- **Task**
Return the data below in full, exactly as it stands.

- **Given data**
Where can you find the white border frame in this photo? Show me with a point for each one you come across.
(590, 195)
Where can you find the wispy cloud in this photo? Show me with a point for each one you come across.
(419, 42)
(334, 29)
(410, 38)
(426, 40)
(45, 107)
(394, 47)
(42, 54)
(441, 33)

- **Response to this task**
Where can you find the white border frame in this photo? Show me with a point for each one you come across.
(590, 195)
Where can you find the wispy cloud in this photo? Show me with a point for each one you come across.
(419, 42)
(334, 29)
(410, 38)
(426, 40)
(45, 107)
(394, 47)
(42, 54)
(441, 33)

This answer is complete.